Rewrite all the rows below, replacing "set out like this sample" with "formatted like this sample" and leaving everything else unchanged. Leave the pictures out of your answer.

— START Supplied material —

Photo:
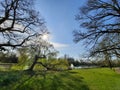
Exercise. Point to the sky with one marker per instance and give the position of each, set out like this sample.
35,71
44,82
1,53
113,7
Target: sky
60,21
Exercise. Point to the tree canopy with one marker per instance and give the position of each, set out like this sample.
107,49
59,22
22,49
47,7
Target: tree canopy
100,20
18,22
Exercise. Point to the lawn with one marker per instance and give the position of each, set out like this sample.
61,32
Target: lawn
81,79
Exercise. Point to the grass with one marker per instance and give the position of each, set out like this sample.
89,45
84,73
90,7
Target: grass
82,79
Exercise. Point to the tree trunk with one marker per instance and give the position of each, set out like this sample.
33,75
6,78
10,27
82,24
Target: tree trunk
32,66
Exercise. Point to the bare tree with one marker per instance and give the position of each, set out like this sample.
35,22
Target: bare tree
40,49
100,18
18,22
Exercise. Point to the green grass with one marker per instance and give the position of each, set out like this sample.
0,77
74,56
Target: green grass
82,79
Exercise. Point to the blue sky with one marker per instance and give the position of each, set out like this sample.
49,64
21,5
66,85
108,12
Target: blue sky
60,20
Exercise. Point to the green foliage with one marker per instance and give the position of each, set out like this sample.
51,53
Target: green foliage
83,79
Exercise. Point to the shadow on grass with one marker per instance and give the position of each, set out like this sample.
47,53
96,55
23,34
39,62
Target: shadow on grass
16,80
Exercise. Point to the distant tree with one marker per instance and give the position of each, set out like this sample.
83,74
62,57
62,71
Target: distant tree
18,22
40,48
100,18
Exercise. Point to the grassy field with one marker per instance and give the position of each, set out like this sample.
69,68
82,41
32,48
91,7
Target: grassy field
82,79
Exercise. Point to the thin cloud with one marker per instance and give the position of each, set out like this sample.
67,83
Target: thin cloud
59,45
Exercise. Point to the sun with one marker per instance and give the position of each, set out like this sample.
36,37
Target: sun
45,36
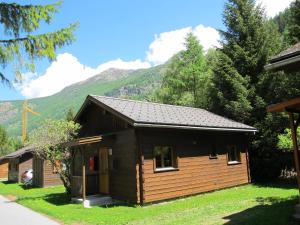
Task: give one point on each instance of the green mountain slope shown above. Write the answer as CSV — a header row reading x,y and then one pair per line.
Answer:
x,y
117,83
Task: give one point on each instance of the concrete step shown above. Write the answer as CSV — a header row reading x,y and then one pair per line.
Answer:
x,y
94,200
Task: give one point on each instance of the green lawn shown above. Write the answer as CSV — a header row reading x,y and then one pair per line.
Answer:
x,y
247,205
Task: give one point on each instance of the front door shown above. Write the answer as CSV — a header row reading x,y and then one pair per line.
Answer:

— END Supplied material —

* **Exercise solution**:
Photo:
Exercise. Point to the sky with one marker per instance and give the position of each, formatted like this sample.
35,71
44,82
1,53
113,7
Target: sky
60,21
Exercise. Point to the tree canopy with one marker per instance and give the position of each, formatted like this sample.
107,49
59,22
22,49
47,7
Target: tree canopy
100,20
18,22
Exercise. Point to the lawn with one marker per instance and give the position of each, formatted like this sample.
61,32
Target: lawn
81,79
Exercise. Point to the grass with one marker per instance and give the position of each, formatted like this sample.
89,45
84,73
90,7
Target: grass
82,79
Exercise. Point to the tree trunk with one marker per instance and give the position of each, formatted like this sample.
33,75
6,78
10,27
82,24
Target: tree trunk
32,66
Exercise. Point to the bare tree with one marker per instance and give the position of each, formatted like this sample.
35,22
Target: bare tree
40,49
100,18
18,22
Exercise. Point to the green grass with one marker per instance and give the position of each, formatted like this sample.
0,77
74,56
Target: green grass
82,79
Exercise. Point to the blue sky with one marker per instance and give the position of each, formatted like this sample.
49,64
21,5
66,85
108,12
Target: blue sky
60,20
Exercise. Point to the green foliage with one marker per instance and give the position of each, formatted like this sample.
51,53
Target: green foliage
83,79
Exercise. Point to the shadow on grass with one marker per instance and give the position of each, formatted like this sample.
47,53
96,55
23,34
39,62
Target: shadow on grass
16,80
Exercise. Point to the distant tree with one marker per instance and give the position of each, formatted like this sample.
83,74
62,57
62,71
Target: distant tree
18,22
40,48
100,18
Exercise. Point to the grassy field with one marker per instance and give the position of each, formatted like this sample.
69,68
82,41
32,48
91,7
Target: grassy field
82,79
Exercise. Point to the thin cloud with one marker per instance and give the position of each, formatted like this sample.
67,83
Target: thin cloud
59,45
Exercise. Point to the sun with one marker per instance and give the position of each, formatted like this sample.
36,37
Target: sun
45,36
Task: give one point on each instance of the green mountain slope shown above. Write the answer as CSV — a header row reading x,y and then one pair per line.
Answer:
x,y
117,83
Task: give one point on each instance of the concrete step shown above. Write the answer as CSV — a header row reading x,y and then one pair per line.
Answer:
x,y
94,200
Task: give one point on each instance of the green lawn shown above. Write the answer as CSV — a header row reading x,y and then one pair per line.
Answer:
x,y
247,205
Task: give one point on each instance of the front door shown above. Write the answer as CSV — a header row reading x,y and then one pair per line.
Answer:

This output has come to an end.